→ **Coordinate annotation entries**
+++

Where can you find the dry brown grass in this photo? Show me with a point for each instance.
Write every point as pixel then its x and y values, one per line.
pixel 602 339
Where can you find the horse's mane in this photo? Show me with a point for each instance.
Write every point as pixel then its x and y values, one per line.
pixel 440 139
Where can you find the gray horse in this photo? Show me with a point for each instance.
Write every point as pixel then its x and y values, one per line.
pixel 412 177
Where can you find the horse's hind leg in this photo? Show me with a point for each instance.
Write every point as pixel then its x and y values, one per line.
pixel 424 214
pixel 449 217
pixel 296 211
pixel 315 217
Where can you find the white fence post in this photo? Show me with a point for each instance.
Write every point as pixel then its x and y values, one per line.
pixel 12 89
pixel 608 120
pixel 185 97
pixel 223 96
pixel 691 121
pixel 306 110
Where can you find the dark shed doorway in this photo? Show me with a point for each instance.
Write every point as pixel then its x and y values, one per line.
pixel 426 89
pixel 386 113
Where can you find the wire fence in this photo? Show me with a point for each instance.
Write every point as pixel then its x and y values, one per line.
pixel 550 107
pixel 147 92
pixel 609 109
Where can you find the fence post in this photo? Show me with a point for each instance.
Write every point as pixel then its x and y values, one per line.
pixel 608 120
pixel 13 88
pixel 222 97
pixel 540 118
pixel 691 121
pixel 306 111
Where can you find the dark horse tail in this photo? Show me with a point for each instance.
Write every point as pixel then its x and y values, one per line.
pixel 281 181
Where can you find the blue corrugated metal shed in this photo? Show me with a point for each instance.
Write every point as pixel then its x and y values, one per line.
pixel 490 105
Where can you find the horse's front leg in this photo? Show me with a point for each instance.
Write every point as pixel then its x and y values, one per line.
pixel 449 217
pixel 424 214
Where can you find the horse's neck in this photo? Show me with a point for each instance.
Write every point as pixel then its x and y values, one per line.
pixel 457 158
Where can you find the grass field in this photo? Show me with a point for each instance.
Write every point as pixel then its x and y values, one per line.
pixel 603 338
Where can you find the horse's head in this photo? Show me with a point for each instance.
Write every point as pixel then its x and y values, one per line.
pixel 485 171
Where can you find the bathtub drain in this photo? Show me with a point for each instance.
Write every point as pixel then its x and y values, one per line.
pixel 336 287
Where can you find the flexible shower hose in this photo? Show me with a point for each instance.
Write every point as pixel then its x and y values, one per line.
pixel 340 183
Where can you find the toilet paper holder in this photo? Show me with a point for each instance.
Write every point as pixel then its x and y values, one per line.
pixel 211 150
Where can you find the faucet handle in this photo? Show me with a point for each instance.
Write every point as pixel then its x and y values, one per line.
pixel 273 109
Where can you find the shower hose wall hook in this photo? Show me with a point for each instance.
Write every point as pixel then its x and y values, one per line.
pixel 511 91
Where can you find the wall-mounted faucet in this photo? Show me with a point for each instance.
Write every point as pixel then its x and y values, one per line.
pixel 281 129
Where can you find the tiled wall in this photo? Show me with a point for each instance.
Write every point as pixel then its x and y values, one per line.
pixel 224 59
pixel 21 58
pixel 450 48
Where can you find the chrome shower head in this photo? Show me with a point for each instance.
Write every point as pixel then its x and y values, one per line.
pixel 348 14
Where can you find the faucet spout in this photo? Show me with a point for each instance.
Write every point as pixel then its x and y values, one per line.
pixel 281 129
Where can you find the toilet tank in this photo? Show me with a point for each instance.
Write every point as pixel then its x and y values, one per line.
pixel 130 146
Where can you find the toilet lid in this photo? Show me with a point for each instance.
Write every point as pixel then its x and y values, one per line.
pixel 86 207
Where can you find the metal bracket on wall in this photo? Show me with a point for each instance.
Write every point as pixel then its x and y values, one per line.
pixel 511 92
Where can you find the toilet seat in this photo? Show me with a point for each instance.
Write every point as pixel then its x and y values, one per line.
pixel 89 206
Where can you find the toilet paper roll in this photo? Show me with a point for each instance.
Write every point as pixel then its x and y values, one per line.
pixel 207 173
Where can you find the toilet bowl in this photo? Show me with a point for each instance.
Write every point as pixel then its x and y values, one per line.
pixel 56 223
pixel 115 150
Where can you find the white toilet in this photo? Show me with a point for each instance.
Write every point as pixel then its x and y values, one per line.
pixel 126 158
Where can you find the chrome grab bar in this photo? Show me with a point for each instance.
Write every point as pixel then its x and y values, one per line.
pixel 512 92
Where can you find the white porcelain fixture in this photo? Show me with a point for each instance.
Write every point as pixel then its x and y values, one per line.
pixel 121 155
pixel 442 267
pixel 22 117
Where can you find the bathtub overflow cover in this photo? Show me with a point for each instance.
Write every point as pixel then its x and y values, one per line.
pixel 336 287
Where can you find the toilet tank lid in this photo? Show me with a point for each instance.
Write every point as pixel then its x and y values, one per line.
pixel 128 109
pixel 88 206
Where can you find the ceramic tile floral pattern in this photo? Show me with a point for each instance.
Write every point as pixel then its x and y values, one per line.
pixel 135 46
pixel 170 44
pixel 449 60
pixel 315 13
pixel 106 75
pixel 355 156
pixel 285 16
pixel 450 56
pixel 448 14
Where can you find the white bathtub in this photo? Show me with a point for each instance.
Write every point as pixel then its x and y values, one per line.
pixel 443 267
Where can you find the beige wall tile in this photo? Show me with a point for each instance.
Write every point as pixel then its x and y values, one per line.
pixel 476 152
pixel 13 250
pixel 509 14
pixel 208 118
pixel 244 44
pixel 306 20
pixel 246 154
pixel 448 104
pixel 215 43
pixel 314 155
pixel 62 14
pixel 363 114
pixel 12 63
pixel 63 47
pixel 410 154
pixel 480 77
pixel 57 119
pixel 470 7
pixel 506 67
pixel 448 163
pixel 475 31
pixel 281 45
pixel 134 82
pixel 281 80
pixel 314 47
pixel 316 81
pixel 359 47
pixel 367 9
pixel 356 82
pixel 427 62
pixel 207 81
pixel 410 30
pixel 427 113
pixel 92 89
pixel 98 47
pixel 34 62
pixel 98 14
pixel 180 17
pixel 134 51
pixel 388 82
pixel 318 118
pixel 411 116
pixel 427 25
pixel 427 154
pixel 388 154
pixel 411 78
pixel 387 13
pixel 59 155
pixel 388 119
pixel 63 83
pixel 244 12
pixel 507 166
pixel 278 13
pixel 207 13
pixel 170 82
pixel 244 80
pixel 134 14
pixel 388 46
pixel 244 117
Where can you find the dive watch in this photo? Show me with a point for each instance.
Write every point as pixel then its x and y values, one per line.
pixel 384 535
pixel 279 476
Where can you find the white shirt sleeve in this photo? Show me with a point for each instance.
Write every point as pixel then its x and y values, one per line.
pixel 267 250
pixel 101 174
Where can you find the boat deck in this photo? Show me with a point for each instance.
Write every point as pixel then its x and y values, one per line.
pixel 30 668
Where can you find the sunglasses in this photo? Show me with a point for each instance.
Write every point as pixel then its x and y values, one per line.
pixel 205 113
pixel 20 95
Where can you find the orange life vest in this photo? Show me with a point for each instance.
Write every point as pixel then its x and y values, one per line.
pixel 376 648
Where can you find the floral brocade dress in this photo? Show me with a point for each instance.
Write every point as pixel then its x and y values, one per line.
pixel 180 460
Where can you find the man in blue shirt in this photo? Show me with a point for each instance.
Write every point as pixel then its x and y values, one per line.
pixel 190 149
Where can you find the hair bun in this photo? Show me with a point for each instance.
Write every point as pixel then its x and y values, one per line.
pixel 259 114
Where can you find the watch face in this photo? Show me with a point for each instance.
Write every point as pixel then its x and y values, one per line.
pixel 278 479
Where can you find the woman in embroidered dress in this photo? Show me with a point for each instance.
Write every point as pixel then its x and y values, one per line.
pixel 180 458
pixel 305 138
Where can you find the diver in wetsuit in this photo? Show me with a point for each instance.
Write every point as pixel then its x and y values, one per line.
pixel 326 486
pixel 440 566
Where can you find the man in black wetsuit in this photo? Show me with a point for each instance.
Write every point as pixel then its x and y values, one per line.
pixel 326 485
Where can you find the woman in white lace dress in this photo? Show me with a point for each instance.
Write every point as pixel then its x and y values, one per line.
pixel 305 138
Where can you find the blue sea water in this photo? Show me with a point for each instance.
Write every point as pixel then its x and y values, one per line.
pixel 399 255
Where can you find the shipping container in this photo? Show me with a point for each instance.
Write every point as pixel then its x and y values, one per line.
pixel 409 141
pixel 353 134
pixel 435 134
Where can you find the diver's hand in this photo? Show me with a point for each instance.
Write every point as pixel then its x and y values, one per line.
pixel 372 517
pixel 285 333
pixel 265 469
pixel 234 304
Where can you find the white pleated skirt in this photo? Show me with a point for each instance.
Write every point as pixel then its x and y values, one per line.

+++

→ **What the task requires**
Return the lines above exactly as they appear, beginning with the line that contains "Where can you find the woman in white" and ending after the line that contains "pixel 435 134".

→ **Completed task**
Where can you find the woman in white lace dress in this photo? Show me with a point for each instance.
Write every point as pixel then its x and y values, one per line.
pixel 305 138
Where can you find the blue sea water in this photo? Show me with a point for each instance.
Write every point as pixel then its x and y values, one per line.
pixel 399 255
Where can you find the shipping container in this photo? Show me with a point for each instance.
Write every point as pixel then its x and y values, one per line.
pixel 409 141
pixel 353 134
pixel 435 134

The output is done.